TO DO: Please copy the records as a numbered list, starting with the line that contains "Kindly give the mask of every instance of the cat left" and going on through the line that contains "M448 232L448 240L445", with blank lines left out.

EXTRACTED RECORDS:
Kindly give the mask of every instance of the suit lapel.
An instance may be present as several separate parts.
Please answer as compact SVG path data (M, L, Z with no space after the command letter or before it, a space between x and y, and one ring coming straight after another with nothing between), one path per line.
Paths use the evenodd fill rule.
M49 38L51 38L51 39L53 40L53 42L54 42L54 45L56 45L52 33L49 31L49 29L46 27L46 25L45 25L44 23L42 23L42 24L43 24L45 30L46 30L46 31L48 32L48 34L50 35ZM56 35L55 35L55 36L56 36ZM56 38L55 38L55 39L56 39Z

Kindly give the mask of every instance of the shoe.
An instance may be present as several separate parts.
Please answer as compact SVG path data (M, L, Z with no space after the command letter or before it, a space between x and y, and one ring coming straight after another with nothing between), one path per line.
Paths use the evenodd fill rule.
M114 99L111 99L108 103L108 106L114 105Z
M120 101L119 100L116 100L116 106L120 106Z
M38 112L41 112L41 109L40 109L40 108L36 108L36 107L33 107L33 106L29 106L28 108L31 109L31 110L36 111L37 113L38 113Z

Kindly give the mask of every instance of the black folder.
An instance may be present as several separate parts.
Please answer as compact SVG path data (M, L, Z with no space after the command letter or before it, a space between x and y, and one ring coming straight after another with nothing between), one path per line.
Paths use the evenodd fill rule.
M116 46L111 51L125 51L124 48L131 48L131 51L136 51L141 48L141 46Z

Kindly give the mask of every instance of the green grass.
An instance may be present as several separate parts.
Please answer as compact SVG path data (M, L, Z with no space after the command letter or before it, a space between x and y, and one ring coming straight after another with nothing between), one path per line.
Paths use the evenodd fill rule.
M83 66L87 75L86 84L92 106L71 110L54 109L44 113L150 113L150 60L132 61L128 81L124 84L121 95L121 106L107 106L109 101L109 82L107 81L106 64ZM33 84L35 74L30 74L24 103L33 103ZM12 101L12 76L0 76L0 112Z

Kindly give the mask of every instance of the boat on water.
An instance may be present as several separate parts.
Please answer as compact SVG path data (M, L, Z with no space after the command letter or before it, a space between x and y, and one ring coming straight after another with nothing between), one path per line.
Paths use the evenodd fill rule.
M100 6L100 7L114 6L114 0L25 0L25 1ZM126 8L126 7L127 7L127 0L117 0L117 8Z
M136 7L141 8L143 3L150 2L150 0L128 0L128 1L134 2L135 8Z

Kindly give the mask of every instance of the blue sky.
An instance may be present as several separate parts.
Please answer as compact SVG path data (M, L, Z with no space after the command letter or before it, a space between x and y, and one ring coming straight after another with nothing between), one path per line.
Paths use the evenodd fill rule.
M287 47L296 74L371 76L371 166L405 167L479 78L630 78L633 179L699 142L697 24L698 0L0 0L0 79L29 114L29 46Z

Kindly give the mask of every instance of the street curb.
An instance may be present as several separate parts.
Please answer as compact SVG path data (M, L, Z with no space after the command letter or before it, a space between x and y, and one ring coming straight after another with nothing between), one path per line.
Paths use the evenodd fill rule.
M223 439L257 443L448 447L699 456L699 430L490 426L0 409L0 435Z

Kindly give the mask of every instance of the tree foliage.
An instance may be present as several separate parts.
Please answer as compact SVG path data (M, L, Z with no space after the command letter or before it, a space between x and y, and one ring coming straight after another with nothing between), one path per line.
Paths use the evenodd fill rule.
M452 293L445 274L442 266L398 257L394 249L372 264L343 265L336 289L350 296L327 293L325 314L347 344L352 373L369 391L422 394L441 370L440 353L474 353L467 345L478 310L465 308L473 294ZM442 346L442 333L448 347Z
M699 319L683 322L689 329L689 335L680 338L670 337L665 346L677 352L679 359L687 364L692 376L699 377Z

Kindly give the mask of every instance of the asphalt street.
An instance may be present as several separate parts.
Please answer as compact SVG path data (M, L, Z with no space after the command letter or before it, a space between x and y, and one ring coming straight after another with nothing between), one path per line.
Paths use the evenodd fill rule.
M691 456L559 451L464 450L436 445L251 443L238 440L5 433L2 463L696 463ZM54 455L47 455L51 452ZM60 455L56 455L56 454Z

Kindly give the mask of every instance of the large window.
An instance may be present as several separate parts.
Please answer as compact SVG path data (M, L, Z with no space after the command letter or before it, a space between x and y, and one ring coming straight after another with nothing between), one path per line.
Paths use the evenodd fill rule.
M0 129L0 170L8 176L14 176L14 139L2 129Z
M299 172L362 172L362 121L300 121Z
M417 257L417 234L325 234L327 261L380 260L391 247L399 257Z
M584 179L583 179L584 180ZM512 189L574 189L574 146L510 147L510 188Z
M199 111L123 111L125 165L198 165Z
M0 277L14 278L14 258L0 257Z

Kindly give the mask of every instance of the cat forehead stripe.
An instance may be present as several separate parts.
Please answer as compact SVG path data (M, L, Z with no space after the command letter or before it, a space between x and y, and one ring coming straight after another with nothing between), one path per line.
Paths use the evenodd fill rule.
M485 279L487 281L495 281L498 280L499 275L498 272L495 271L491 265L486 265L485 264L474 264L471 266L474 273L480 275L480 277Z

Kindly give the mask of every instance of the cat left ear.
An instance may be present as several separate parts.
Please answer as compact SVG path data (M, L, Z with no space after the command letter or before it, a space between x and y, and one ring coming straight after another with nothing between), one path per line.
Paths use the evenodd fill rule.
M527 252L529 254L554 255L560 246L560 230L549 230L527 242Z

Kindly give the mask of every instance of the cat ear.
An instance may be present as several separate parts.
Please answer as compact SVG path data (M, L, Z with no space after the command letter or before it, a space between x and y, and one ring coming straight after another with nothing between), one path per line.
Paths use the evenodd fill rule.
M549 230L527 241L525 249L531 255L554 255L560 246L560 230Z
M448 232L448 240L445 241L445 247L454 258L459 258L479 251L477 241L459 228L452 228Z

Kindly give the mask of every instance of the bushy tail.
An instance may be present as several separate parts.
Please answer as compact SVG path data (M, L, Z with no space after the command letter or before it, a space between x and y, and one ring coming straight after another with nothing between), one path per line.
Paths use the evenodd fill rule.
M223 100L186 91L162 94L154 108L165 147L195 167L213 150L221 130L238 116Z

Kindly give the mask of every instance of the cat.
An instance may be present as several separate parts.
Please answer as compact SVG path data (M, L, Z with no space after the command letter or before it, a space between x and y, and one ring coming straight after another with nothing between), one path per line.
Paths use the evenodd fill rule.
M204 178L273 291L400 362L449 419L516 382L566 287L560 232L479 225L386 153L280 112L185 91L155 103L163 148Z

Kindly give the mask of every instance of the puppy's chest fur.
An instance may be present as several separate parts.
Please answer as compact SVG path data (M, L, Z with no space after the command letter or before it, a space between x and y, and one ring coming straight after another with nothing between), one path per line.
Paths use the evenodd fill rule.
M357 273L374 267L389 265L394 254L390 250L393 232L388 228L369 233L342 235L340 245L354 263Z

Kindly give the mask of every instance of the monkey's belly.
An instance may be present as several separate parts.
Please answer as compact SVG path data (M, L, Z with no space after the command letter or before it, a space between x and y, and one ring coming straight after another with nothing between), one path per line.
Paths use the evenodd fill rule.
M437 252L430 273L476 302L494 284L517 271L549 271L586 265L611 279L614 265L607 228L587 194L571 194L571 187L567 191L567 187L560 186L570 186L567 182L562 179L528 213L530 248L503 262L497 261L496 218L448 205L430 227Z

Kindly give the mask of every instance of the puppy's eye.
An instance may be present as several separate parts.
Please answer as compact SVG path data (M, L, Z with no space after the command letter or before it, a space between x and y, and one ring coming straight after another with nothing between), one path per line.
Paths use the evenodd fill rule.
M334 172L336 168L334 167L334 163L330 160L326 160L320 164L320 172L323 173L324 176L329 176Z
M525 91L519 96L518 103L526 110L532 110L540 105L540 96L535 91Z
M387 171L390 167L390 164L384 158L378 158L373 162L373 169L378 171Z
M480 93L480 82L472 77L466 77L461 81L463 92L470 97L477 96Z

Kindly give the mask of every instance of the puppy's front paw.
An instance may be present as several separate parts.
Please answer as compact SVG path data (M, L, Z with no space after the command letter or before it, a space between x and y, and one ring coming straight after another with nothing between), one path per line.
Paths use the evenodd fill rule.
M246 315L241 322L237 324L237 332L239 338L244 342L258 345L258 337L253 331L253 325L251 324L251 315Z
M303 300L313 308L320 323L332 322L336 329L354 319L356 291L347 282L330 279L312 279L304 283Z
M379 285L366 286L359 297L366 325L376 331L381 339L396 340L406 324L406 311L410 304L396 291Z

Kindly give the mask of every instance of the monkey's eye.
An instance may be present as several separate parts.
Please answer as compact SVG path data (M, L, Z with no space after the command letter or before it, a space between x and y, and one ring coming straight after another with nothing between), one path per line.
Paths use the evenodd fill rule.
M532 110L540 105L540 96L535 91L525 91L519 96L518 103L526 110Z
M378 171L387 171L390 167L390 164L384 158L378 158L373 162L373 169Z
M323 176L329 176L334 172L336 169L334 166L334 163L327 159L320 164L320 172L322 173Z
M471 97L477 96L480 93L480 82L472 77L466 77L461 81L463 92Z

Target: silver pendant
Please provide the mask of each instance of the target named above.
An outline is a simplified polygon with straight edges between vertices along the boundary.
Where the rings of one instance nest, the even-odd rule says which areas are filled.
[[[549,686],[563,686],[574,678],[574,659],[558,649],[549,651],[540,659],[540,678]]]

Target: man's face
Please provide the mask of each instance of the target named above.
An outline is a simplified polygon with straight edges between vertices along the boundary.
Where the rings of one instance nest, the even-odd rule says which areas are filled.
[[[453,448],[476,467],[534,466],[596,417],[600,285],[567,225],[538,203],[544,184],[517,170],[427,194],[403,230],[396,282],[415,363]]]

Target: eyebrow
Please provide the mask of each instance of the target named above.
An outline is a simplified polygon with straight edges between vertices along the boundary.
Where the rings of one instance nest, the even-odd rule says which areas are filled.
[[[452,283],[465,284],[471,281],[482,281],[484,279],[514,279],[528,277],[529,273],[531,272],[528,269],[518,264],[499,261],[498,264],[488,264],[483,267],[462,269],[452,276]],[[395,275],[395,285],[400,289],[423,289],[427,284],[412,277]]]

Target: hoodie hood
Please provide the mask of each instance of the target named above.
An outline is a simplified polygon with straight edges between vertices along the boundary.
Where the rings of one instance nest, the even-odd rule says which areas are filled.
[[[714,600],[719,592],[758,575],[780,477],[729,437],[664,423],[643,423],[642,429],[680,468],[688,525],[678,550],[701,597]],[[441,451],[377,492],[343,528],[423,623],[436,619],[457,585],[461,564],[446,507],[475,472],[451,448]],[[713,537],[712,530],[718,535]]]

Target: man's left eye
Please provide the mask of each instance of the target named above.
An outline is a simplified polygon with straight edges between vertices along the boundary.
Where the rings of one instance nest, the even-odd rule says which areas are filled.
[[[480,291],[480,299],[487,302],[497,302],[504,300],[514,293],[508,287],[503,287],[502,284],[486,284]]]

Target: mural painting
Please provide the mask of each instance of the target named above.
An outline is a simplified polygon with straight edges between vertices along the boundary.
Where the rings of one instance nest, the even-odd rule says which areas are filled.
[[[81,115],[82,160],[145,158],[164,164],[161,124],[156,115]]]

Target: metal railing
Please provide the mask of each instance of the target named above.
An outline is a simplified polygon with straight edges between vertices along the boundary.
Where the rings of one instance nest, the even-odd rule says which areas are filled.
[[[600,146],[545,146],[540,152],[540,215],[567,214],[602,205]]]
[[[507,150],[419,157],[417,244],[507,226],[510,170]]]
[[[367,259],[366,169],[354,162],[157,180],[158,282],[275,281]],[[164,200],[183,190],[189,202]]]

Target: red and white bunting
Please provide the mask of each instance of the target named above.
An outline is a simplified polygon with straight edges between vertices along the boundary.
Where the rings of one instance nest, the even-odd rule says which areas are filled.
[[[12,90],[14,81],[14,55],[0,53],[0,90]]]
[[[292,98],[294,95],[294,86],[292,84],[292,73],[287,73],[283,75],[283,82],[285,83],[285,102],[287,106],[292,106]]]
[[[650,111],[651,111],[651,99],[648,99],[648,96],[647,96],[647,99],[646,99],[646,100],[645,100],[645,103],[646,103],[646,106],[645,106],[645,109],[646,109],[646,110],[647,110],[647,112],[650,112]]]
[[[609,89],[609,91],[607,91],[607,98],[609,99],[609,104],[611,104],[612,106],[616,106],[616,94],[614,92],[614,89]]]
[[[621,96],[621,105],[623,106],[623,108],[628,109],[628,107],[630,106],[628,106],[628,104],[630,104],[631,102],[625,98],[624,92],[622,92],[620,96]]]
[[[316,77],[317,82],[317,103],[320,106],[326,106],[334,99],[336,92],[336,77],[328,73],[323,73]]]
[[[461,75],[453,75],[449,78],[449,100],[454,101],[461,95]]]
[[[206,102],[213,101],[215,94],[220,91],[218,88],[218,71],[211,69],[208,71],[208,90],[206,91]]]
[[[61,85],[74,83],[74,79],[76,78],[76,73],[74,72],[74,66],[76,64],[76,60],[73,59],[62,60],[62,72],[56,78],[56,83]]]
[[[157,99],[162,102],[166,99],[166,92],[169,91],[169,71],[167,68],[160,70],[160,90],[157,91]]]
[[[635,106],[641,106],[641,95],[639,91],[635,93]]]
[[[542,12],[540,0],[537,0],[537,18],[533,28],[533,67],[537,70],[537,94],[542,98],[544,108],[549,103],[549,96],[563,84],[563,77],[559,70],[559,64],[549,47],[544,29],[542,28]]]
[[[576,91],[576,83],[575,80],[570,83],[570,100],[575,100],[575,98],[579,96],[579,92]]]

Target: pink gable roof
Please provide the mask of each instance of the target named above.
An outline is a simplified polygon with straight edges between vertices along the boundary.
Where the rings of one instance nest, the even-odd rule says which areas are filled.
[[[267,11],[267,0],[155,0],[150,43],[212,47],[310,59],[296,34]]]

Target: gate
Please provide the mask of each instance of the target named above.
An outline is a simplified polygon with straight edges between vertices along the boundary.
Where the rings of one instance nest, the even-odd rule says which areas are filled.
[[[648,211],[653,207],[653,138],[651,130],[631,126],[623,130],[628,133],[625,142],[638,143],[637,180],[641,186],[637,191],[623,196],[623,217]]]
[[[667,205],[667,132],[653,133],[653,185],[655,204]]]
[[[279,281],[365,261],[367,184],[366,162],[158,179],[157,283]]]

SOLUTION TO THIS TASK:
1. Kindly give the mask of every instance of the cat left ear.
2. An instance may be present as several separate parts.
3. Please answer as compact SVG path data (M, L, Z with no space after the command letter or before it, a space between x and y, and one ring coming straight after another with nothing between), one path per line.
4. Paths use the evenodd fill rule.
5. M527 252L529 254L554 255L560 246L560 230L549 230L527 242Z
6. Kindly give the mask of every instance of the cat ear.
7. An instance may be present as several separate parts.
8. Please answer as compact SVG path data (M, L, Z with no space after the command letter or before it, a space between x and y, and one ring coming straight after another with nothing between), one path per line.
9. Paths use the evenodd fill rule.
10. M549 230L527 241L525 249L531 255L554 255L560 246L560 230Z
11. M448 232L448 240L445 241L445 247L454 258L459 258L479 251L477 241L459 228L452 228Z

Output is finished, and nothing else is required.